-- Given request 1 --
In the forum thread about the bicycle frame, in what year did the parent company fail?
-- Given request 2 --
From the bicycle frame thread, return the passage starting at "Yup United States" and ending at "rustNspokes (Jan 2, 2017)", copied word for word.

# nice frame on the net ... what maker



## locomotion (Jan 1, 2017)

great frame on EBay
beautiful craftsmanship who is the maker?


----------



## Robertriley (Jan 1, 2017)

I think it stands for United Stated Bicycles. I think @Wheeled Relics has one.


----------



## barracuda (Jan 1, 2017)

Chicago manufacturer in business between roughly 1895 and 1898, though I believe their leftover stock was sold widely for at least a few few years after the parent company failed in 1898.


----------



## corbettclassics (Jan 1, 2017)

Bri had a real nice not long ago.  I have some ads for them - need to look through my stuff.


----------



## Wheeled Relics (Jan 2, 2017)

Yup United States brand. 4 years only from what I understand from Wheelmen archives thank u for your discretion in link posting.


----------



## rustNspokes (Jan 2, 2017)

Does anyone know what other "brands" or badges were used by the Chicago Stamping Company? I'm convinced there may be at least two more other than "The United States", but haven't been able to come up with any solid info.


----------



## barracuda (Jan 2, 2017)

I find no evidence that Chicago Stamping produced other marques beside the "U.S.", but considering the longevity of the company (est. 1867?) I suppose it's possible. By 1897, the United States badge could be found on a lot of different bikes:





And they acquired a modicum of fame for producing Lillian Russell's gold-plated, jewel-encrusted bike upon the order of "Diamond" Jim Brady, the New York robber baron:









She was pretty cute.

I must say, it's too bad the Ebay seller of the bike above has decided to part out the pieces of that fairly complete looking example. Oh well. If you bid, get it all!


----------



## New Mexico Brant (Jan 4, 2017)

-- Data extract --
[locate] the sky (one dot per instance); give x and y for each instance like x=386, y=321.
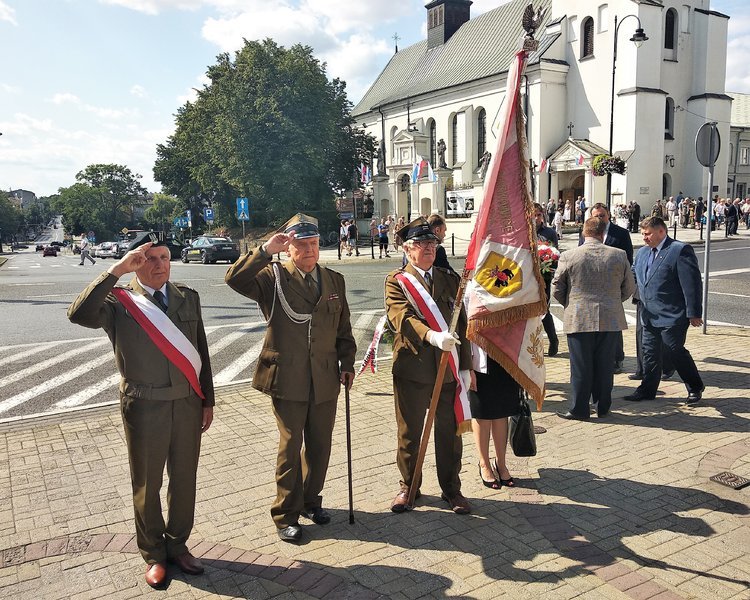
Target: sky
x=99, y=81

-- Reply 1 --
1898

-- Reply 2 --
Yup United States brand. 4 years only from what I understand from Wheelmen archives thank u for your discretion in link posting.


----------



## rustNspokes (Jan 2, 2017)